## Stated goal
Copy the forum thread on choosing a model railroad scale word for word, from beginning to end.

## Source text
-------------------------

# PLEASE HELP!!



## bucknutdave (Aug 4, 2008)

IM TRYING TO FIGURE OUT WHAT THE BEST SCALE WOULD BE FOR ME. I LOVE THE D&RGW, ESPECIALLY THE K-27'S AND K-28'S. CAN ANYONE TELL ME WHAT A GOOD SCALE WOULD BE FOR AN INDOOR LAYOUT...I'VE HEARD OF HON3 AND ON30 BUT I DONT REALLY KNOW THE PHYSICAL SIZES OF THOSE SCALES....MY DAD HAS AN HO LAYOUT BUT IT SUX B/C THEY DONT MAKE THOSE KOOL ENGINES FOR HO SCALE...SOMEONE PLEASE HELP ME!!!


----------



## ralphbrades (Jan 3, 2008)

First of all this really depends on wether you are going to build or buy your equipment -locos and rolling stock etc. I would recommend that you stick to one of the "semi commercial" scales such as ON30 -which is 7mm to the foot running on 16.5mm gauge track. I use 16mm to the foot on 32mm gauge track -the very "English" SM32... 

regards 

ralph


----------



## bucknutdave (Aug 4, 2008)

thanks ralph, do you know of any good commercial dealers that sell the k-27's or k-28's?


----------



## vsmith (Jan 2, 2008)

Depends, how much space are we talking about? 

I run indoors G scale, but dont run K-27's but there are some who do, but they are in some very large spaces of course .


----------



## tacfoley (Jan 3, 2008)

Just figured out that Mr bucknutdave lives in USA - my advice is therefore irrelevant. 

tac


----------



## Rods UP 9000 (Jan 7, 2008)

MMI makes a K28 in brass in On30 and On3. Bachman makes a K27 in their Blackhawk HO plastic line. There is a lot of HOn3 available in HO ready to run. I have bought some brass K's on e-bay for HOn3 at reasonable prices. Micro Trains has started making very detailed DRGW rolling stock in HOn3 also. You didn't say how much room you have, but the 20.3 K 27 and larger takes at least a 16 foot (8 foot radius) curves to run and look good. If you are planning a outdoor layout in the future, I wood start with 20.3 and build a switching layout for now and start buying loco's, rolling stock and track for you future RR outside. You could also start building structures for it also. This is easier on the budget than trying to buy every thing all at once.

-------------------------

(Excerpts from a point labeling dataset)
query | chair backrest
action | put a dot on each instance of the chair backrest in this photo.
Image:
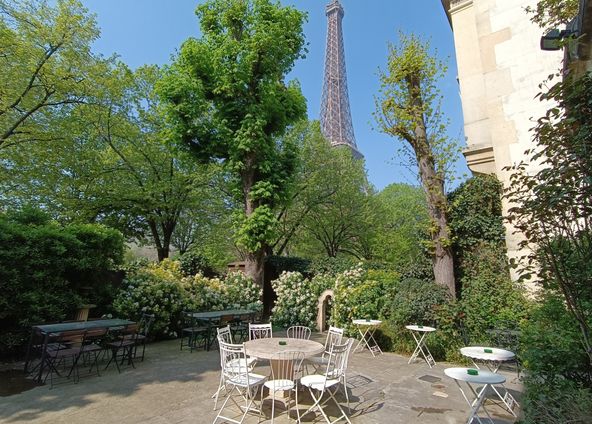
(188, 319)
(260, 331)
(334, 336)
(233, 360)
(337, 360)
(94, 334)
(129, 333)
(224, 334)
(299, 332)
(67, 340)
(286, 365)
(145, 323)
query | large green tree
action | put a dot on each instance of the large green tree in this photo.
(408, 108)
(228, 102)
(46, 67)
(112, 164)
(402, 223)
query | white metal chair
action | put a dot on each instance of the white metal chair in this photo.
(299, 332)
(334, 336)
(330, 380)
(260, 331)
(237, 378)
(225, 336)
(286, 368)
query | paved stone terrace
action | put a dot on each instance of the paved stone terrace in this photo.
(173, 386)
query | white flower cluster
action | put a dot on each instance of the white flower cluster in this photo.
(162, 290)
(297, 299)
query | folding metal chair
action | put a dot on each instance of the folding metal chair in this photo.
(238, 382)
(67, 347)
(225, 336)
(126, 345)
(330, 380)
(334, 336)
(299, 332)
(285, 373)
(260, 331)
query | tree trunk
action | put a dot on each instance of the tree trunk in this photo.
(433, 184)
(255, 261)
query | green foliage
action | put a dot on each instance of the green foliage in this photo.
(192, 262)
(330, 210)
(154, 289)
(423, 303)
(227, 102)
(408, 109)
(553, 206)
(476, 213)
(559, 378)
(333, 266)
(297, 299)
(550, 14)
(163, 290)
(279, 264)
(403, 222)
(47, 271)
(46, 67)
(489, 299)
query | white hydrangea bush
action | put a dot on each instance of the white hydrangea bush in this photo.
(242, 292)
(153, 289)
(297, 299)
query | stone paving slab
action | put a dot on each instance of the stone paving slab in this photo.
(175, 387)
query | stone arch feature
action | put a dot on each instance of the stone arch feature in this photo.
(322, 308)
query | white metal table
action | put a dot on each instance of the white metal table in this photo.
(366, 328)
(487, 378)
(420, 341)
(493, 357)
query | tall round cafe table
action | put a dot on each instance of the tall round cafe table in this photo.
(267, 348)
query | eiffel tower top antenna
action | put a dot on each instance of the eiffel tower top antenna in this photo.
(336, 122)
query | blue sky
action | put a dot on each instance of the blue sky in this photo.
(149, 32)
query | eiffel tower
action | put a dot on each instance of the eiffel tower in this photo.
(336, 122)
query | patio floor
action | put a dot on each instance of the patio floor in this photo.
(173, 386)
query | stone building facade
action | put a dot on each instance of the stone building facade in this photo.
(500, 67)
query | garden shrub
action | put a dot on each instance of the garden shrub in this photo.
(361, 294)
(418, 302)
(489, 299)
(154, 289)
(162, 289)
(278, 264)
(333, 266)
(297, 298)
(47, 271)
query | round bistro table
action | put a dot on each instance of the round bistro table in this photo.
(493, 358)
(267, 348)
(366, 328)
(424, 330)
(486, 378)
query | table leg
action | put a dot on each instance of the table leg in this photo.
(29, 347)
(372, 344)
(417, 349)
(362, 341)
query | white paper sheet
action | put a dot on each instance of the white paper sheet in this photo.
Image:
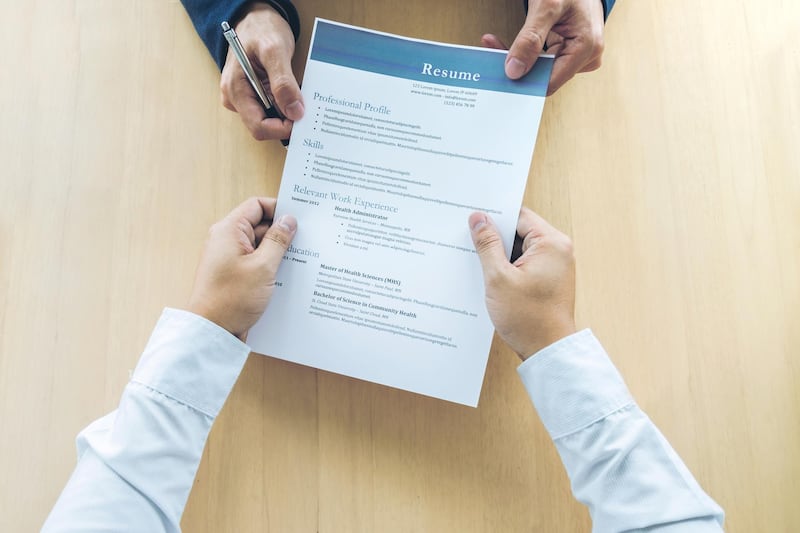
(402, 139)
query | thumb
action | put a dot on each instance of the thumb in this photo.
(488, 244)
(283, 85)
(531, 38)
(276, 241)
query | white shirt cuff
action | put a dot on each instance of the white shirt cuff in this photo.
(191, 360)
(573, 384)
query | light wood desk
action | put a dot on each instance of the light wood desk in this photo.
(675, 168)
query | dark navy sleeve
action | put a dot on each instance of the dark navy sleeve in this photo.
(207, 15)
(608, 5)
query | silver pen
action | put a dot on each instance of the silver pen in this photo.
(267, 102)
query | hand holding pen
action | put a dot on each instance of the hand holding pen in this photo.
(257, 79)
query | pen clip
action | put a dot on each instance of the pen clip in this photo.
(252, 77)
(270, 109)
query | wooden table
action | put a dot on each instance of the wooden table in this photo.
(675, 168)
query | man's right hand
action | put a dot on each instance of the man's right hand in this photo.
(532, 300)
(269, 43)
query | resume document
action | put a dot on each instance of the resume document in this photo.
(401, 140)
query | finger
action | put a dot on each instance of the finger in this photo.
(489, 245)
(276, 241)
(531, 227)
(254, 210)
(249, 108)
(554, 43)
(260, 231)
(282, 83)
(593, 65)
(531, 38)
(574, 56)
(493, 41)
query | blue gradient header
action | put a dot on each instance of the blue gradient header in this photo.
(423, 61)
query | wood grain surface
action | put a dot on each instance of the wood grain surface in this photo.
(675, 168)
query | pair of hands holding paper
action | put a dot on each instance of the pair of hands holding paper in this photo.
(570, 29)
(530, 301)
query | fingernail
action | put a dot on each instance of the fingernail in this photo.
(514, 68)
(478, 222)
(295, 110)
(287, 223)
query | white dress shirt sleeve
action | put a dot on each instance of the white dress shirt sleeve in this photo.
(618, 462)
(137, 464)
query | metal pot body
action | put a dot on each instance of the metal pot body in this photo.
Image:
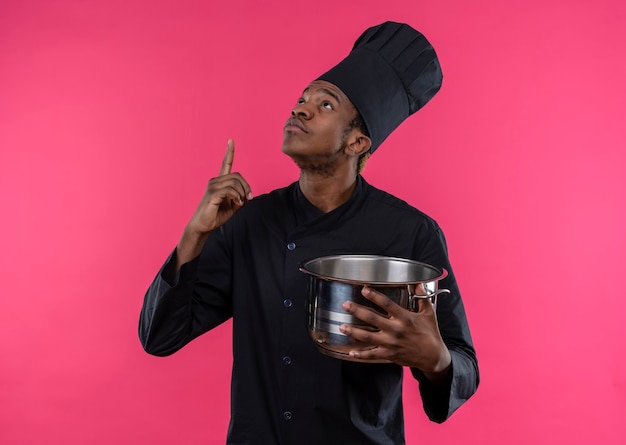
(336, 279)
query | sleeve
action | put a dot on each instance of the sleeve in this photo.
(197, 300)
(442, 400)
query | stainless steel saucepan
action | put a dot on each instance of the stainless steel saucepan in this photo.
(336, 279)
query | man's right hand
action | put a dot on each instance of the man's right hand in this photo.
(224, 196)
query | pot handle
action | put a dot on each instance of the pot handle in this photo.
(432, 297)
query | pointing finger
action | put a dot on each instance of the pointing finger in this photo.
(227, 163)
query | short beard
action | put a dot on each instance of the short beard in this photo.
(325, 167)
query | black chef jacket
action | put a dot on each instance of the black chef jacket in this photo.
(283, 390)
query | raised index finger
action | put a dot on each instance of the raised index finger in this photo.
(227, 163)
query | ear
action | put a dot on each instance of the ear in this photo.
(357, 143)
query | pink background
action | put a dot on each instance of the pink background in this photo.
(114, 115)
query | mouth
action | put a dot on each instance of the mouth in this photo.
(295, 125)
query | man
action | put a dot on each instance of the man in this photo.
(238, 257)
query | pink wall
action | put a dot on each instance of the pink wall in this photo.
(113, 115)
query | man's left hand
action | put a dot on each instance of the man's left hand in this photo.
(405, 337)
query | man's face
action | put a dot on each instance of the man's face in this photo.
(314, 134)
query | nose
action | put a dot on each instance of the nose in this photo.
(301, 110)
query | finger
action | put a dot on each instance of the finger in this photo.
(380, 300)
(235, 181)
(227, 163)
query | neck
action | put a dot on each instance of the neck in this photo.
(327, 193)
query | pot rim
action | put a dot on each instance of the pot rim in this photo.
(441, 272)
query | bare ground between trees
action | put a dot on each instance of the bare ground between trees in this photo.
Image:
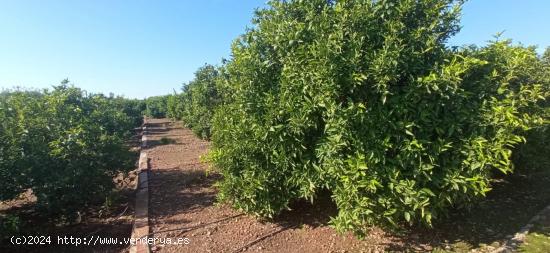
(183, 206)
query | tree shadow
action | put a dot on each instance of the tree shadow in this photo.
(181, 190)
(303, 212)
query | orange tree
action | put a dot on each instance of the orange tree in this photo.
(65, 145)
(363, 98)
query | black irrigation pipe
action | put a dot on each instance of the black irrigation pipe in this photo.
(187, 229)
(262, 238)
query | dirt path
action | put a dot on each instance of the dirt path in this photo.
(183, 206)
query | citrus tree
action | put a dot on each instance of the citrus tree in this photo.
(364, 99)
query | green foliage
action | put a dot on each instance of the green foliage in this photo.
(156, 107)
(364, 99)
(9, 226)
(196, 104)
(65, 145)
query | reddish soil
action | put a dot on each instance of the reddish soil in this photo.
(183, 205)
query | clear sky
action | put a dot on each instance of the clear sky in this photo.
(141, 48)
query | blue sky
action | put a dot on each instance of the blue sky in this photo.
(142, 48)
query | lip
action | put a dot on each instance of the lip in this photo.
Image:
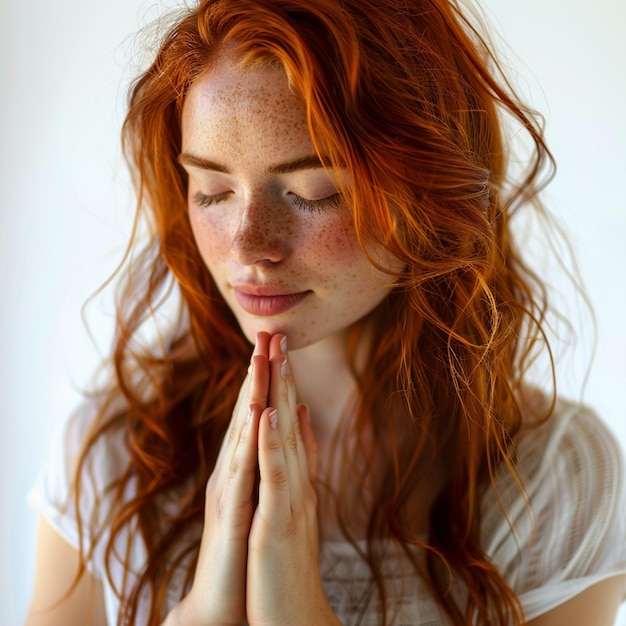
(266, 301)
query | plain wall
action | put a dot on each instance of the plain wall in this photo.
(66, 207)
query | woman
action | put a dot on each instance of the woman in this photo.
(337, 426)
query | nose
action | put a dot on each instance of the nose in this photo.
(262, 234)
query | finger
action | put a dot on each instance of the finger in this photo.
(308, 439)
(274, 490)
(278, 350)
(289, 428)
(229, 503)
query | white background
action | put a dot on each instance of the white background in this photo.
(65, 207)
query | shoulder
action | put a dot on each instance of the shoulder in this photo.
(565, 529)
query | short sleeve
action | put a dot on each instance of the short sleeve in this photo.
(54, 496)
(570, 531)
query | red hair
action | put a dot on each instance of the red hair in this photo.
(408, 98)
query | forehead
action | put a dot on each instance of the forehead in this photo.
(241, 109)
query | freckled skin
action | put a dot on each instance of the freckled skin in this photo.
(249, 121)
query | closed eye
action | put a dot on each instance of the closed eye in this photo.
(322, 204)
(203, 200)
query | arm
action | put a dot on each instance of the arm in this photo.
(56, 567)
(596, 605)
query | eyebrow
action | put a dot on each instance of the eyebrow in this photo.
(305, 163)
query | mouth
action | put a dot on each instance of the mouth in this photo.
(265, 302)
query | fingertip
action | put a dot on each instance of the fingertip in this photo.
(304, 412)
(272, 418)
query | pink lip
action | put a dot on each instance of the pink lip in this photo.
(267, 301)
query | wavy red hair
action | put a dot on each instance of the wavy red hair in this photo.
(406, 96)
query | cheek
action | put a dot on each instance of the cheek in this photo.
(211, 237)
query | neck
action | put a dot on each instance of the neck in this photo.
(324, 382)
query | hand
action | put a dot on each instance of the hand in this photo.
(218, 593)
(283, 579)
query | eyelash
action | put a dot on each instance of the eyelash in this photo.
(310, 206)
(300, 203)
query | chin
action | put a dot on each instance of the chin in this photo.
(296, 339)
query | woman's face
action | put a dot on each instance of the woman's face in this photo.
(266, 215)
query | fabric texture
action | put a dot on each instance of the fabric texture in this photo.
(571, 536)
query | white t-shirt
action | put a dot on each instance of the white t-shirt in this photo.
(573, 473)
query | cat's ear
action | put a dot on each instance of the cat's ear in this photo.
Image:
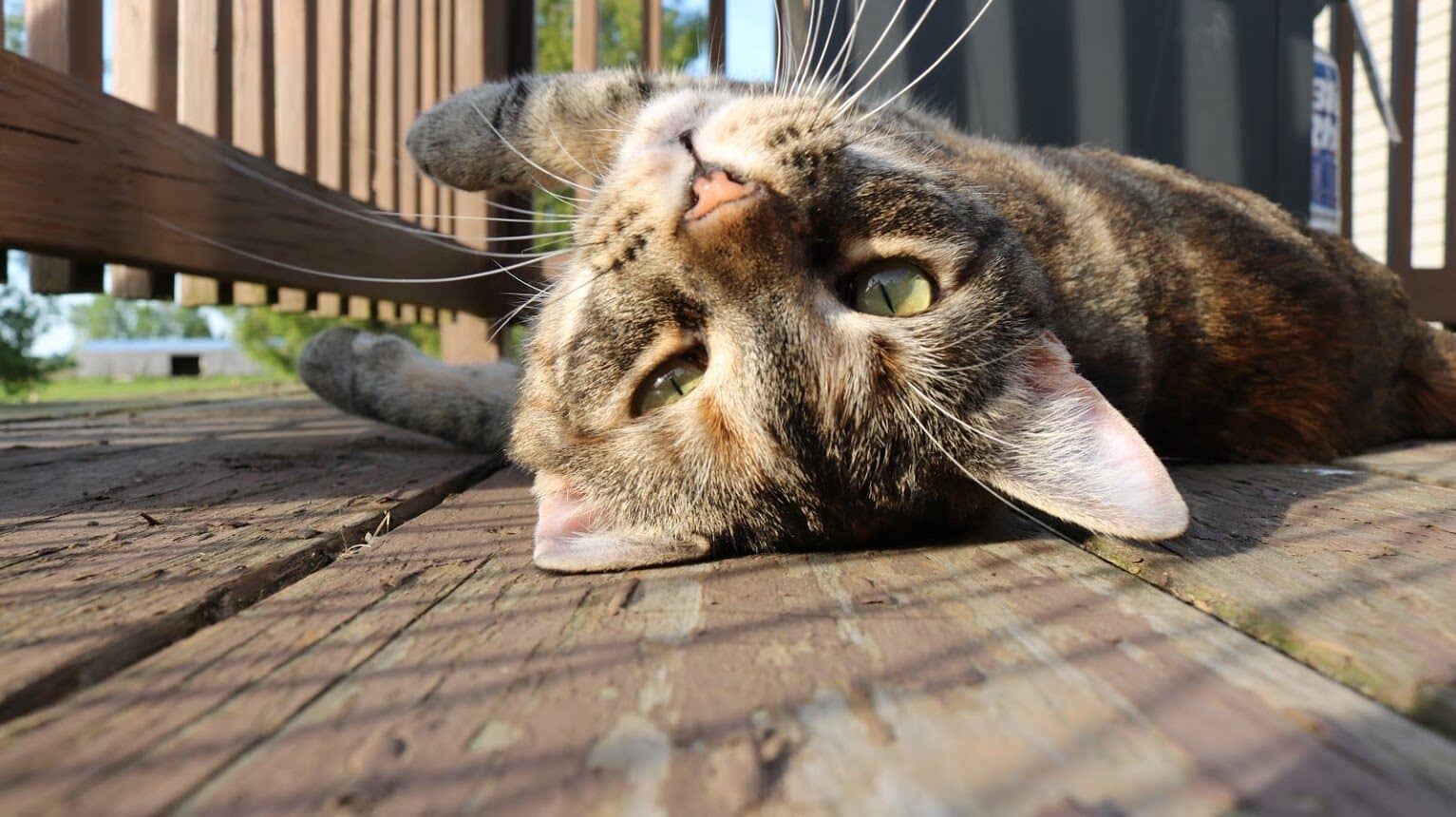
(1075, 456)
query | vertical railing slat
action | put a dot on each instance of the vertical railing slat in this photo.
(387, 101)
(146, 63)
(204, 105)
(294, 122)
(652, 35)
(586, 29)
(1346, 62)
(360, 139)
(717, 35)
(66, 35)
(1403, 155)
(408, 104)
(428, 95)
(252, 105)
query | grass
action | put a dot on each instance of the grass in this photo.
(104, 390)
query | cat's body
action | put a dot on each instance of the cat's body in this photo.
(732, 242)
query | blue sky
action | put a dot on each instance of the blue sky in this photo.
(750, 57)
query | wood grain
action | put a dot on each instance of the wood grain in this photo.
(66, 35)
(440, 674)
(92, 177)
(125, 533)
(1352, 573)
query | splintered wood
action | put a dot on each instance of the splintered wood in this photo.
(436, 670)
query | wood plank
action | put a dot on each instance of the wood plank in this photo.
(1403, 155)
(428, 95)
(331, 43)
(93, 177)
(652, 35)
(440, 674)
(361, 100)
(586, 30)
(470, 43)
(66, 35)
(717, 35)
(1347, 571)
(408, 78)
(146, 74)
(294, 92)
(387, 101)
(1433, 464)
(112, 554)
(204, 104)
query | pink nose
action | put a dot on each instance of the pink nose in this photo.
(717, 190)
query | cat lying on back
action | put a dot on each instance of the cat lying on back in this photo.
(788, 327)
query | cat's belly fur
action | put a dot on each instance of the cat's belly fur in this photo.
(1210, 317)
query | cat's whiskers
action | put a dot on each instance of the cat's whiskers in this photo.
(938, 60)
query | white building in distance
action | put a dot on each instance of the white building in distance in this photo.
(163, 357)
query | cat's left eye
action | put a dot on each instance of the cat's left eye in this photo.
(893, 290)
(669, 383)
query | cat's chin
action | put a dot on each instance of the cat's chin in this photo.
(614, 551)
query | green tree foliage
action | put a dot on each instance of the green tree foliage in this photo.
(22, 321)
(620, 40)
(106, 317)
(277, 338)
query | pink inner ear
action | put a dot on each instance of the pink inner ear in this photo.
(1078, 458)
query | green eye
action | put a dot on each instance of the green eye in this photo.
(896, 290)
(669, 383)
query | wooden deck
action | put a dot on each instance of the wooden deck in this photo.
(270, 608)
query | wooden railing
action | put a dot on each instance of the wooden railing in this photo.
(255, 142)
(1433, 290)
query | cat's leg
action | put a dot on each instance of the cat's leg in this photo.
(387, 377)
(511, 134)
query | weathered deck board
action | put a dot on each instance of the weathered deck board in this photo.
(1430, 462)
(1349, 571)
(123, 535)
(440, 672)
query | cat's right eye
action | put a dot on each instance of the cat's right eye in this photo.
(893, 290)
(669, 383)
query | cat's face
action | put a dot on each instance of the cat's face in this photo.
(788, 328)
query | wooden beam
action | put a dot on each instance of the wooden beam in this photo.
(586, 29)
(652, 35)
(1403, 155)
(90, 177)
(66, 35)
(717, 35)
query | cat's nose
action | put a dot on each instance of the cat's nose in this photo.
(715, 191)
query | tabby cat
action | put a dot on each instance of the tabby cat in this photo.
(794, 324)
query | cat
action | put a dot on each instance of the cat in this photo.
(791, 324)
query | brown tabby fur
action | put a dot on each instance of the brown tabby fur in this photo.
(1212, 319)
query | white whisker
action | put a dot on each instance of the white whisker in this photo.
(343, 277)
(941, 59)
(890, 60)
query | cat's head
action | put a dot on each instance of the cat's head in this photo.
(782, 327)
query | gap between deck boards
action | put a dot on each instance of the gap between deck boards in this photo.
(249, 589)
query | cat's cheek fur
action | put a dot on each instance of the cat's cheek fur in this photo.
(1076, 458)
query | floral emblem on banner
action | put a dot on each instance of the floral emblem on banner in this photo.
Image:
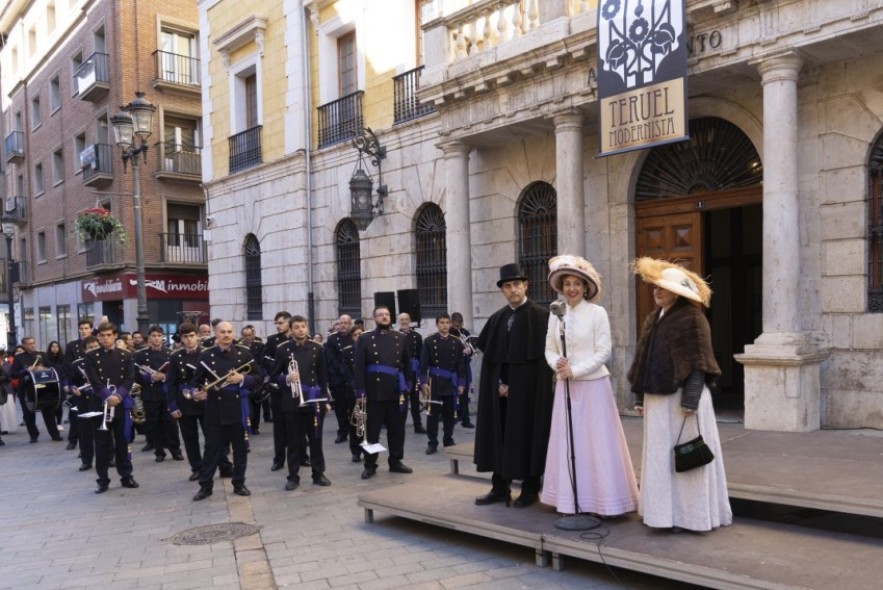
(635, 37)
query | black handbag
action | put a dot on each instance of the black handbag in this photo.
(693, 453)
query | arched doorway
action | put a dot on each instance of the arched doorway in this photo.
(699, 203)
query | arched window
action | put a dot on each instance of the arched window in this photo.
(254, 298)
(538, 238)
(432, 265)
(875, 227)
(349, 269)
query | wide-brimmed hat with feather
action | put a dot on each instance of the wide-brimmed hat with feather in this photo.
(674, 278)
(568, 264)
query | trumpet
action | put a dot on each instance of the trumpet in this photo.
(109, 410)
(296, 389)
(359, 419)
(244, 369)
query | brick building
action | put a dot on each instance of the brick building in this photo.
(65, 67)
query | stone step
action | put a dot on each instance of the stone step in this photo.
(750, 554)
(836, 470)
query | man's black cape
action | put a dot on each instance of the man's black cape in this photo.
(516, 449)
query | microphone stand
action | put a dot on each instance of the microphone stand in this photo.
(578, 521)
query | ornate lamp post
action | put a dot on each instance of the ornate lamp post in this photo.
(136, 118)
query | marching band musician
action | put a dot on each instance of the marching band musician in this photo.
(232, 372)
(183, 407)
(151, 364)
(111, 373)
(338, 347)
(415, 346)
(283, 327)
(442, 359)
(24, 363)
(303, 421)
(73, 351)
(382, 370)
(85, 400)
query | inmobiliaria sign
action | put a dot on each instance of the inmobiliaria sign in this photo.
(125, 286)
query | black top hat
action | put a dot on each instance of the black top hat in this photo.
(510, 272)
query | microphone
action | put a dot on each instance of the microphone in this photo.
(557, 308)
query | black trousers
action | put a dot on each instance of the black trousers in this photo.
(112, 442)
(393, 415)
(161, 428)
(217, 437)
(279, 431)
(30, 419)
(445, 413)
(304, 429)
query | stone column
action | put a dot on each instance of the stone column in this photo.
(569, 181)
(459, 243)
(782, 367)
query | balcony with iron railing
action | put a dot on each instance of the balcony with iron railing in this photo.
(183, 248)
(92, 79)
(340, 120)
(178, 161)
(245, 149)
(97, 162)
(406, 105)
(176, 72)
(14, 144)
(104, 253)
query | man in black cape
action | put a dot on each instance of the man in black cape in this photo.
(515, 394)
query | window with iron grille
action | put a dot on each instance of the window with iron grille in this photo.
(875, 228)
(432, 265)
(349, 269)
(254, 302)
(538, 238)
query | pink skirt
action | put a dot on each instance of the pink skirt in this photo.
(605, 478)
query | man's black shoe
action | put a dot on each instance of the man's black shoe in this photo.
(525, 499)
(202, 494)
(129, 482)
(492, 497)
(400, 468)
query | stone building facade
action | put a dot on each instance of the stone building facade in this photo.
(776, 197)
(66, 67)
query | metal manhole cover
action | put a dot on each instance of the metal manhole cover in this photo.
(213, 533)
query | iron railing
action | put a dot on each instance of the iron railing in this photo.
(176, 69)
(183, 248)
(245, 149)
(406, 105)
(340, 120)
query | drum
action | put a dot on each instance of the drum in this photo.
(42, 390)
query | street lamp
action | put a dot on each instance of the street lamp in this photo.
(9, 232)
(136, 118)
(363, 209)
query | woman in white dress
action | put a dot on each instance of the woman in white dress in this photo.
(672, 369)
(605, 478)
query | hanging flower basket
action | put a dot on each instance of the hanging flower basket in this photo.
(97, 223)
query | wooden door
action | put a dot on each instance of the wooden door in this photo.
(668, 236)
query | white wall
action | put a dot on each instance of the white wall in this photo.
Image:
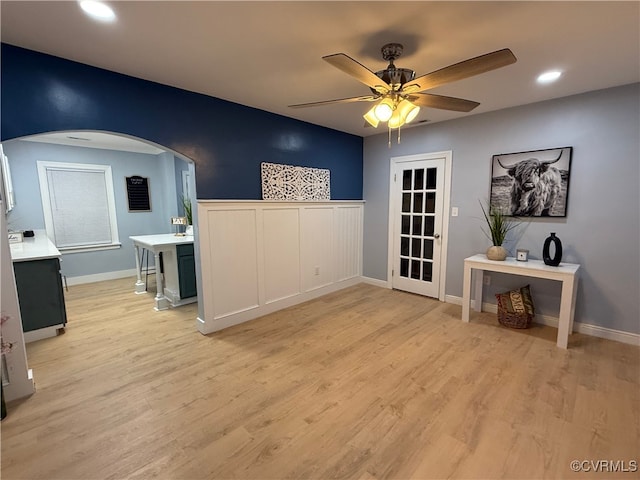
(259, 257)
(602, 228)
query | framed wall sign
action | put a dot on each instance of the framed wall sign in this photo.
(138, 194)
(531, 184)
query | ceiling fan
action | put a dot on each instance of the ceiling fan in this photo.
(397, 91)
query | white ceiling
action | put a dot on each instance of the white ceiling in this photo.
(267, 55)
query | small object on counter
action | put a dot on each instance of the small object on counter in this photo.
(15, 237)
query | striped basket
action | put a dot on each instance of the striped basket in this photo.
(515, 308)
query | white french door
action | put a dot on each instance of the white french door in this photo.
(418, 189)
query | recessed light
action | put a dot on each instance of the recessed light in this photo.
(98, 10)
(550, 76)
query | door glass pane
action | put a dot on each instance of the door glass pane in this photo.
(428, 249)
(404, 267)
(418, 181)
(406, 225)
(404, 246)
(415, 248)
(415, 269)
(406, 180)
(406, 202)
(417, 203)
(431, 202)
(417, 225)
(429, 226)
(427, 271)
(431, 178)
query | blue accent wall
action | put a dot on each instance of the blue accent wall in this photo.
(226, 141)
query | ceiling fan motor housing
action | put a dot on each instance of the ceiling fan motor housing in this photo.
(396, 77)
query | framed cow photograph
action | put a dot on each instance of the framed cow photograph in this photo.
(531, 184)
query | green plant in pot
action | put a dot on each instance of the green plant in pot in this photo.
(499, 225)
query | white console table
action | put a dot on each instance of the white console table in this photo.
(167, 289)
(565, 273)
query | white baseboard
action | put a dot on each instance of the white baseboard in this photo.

-------------------------

## Result of the exercise
# PLEASE HELP!!



## bucknutdave (Aug 4, 2008)

IM TRYING TO FIGURE OUT WHAT THE BEST SCALE WOULD BE FOR ME. I LOVE THE D&RGW, ESPECIALLY THE K-27'S AND K-28'S. CAN ANYONE TELL ME WHAT A GOOD SCALE WOULD BE FOR AN INDOOR LAYOUT...I'VE HEARD OF HON3 AND ON30 BUT I DONT REALLY KNOW THE PHYSICAL SIZES OF THOSE SCALES....MY DAD HAS AN HO LAYOUT BUT IT SUX B/C THEY DONT MAKE THOSE KOOL ENGINES FOR HO SCALE...SOMEONE PLEASE HELP ME!!!


----------



## ralphbrades (Jan 3, 2008)

First of all this really depends on wether you are going to build or buy your equipment -locos and rolling stock etc. I would recommend that you stick to one of the "semi commercial" scales such as ON30 -which is 7mm to the foot running on 16.5mm gauge track. I use 16mm to the foot on 32mm gauge track -the very "English" SM32... 

regards 

ralph


----------



## bucknutdave (Aug 4, 2008)

thanks ralph, do you know of any good commercial dealers that sell the k-27's or k-28's?


----------



## vsmith (Jan 2, 2008)

Depends, how much space are we talking about? 

I run indoors G scale, but dont run K-27's but there are some who do, but they are in some very large spaces of course .


----------



## tacfoley (Jan 3, 2008)

Just figured out that Mr bucknutdave lives in USA - my advice is therefore irrelevant. 

tac


----------



## Rods UP 9000 (Jan 7, 2008)

MMI makes a K28 in brass in On30 and On3. Bachman makes a K27 in their Blackhawk HO plastic line. There is a lot of HOn3 available in HO ready to run. I have bought some brass K's on e-bay for HOn3 at reasonable prices. Micro Trains has started making very detailed DRGW rolling stock in HOn3 also. You didn't say how much room you have, but the 20.3 K 27 and larger takes at least a 16 foot (8 foot radius) curves to run and look good. If you are planning a outdoor layout in the future, I wood start with 20.3 and build a switching layout for now and start buying loco's, rolling stock and track for you future RR outside. You could also start building structures for it also. This is easier on the budget than trying to buy every thing all at once.